> [Exercise goal] Copy the entries from the line with "find the black sleeve" through the end of the entries, replacing "marker" with "point" and changing nothing else.

++++++

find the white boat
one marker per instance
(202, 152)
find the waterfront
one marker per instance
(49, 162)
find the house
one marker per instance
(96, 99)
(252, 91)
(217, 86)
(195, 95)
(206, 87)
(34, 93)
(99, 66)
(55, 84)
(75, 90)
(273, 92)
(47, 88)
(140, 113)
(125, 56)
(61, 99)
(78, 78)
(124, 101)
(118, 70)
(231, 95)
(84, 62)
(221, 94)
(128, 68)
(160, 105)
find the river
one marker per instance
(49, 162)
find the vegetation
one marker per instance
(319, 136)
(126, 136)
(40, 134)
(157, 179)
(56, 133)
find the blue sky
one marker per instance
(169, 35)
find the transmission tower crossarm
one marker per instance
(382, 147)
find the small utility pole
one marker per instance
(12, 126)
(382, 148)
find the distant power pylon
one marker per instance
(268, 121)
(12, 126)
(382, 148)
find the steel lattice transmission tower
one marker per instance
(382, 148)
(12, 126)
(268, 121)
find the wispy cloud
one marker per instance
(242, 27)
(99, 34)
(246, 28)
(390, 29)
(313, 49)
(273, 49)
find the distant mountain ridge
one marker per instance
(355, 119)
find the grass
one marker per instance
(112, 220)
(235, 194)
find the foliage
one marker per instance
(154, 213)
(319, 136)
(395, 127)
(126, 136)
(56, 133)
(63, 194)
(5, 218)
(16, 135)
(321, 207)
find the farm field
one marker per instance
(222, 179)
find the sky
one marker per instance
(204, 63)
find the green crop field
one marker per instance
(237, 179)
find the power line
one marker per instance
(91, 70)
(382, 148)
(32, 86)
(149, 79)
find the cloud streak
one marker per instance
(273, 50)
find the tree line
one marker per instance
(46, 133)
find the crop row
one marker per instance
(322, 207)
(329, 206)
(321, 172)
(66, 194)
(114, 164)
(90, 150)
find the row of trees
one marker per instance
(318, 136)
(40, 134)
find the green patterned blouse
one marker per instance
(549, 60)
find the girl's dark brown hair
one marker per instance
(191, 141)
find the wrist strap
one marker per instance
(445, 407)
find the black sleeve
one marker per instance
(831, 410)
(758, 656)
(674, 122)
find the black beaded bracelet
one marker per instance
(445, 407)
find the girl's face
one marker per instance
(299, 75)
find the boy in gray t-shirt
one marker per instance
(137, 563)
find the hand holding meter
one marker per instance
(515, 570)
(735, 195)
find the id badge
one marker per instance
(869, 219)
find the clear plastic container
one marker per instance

++++++

> [Complete answer]
find the black sleeve
one point per instance
(831, 410)
(758, 656)
(674, 122)
find the black beaded bracelet
one point per instance
(445, 407)
find the girl's face
one point per instance
(299, 75)
find the boy in gray t-shirt
one point per instance
(137, 563)
find the hand holding meter
one point per instance
(515, 570)
(735, 195)
find the id badge
one point per instance
(869, 219)
find the clear plastic container
one point per instance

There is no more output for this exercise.